What the task asks: Copy all of the data below without altering a single line.
----- Data
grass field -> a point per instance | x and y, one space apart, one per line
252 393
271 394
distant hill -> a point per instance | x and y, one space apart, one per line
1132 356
----------
Answer for this exercise:
grass field -> a point per instance | x and y, one space apart, one per line
252 393
271 394
distant hill -> a point per instance | x and y, one space apart, one per line
1132 356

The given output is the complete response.